The exercise. From the listing below, extract every line that contains the string "target". Matching is case-sensitive.

Input data.
+++
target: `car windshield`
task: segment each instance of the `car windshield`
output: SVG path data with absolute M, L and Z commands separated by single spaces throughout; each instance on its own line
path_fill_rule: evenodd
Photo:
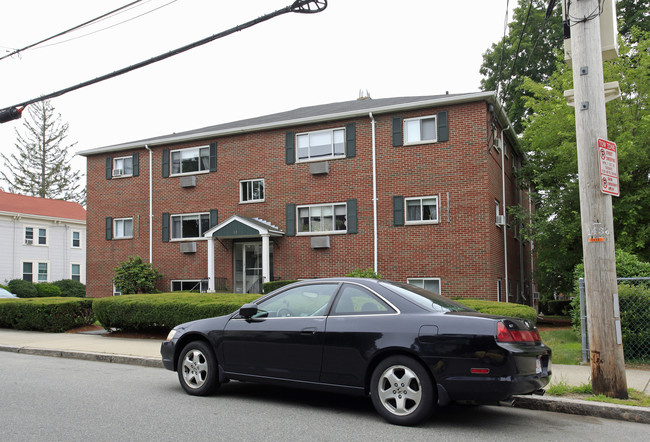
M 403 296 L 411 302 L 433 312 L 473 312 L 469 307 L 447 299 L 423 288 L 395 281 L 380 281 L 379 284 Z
+++
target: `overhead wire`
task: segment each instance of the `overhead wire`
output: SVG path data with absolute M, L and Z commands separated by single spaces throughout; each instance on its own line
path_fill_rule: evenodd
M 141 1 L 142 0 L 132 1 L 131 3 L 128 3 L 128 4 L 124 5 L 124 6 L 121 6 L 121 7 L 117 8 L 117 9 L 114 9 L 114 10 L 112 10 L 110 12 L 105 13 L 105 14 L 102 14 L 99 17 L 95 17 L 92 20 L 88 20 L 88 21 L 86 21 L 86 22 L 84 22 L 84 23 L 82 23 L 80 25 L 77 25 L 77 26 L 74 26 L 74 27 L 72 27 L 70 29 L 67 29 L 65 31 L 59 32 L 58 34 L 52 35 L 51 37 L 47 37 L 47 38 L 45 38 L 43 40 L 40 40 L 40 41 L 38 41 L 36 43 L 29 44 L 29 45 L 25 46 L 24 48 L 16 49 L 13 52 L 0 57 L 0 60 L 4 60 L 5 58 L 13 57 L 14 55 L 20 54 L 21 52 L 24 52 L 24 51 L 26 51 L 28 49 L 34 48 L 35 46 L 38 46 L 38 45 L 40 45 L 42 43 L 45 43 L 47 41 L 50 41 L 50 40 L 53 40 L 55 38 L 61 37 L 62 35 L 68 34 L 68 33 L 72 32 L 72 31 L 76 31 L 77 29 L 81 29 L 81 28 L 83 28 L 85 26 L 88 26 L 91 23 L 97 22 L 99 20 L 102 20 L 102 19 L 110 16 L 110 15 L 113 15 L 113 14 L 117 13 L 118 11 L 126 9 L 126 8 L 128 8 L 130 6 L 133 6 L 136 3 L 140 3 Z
+++
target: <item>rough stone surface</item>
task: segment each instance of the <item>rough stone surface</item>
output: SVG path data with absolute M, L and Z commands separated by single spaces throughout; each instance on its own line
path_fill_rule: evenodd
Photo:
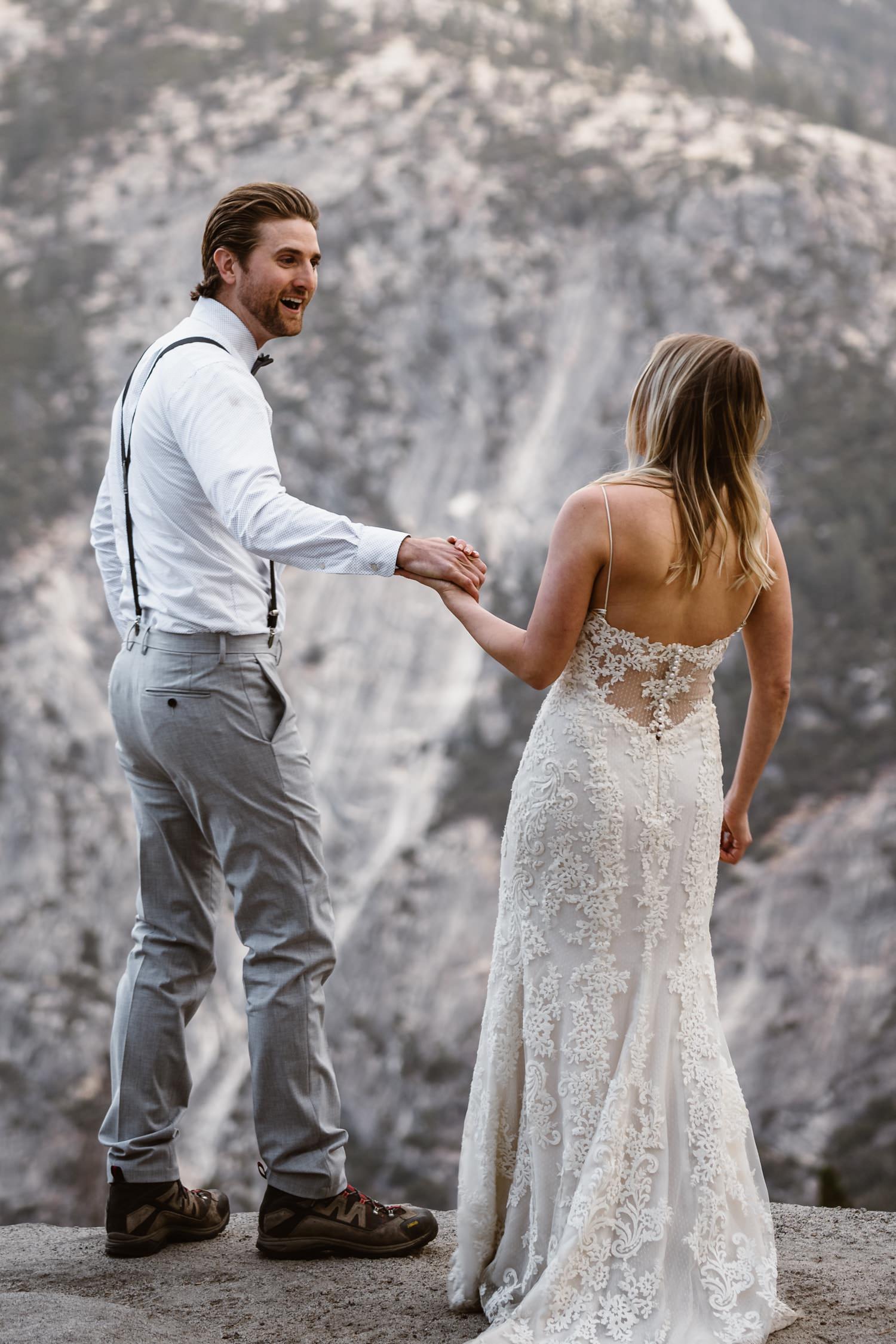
+++
Task answer.
target: `car windshield`
target: `overhead wire`
target: <item>rough stone surface</item>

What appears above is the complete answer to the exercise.